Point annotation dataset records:
start
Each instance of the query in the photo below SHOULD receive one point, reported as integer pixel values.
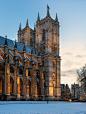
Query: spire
(48, 14)
(15, 44)
(56, 18)
(27, 23)
(20, 27)
(38, 17)
(24, 49)
(6, 41)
end
[Work to be completed] Each record above must be returned exactly as written, with its pictures omitted.

[Exercise output]
Each instance of the query in the photo below SHOULD receive one point, reported as integer pixel values.
Query: spire
(48, 14)
(15, 44)
(56, 18)
(27, 23)
(20, 27)
(38, 17)
(24, 49)
(6, 41)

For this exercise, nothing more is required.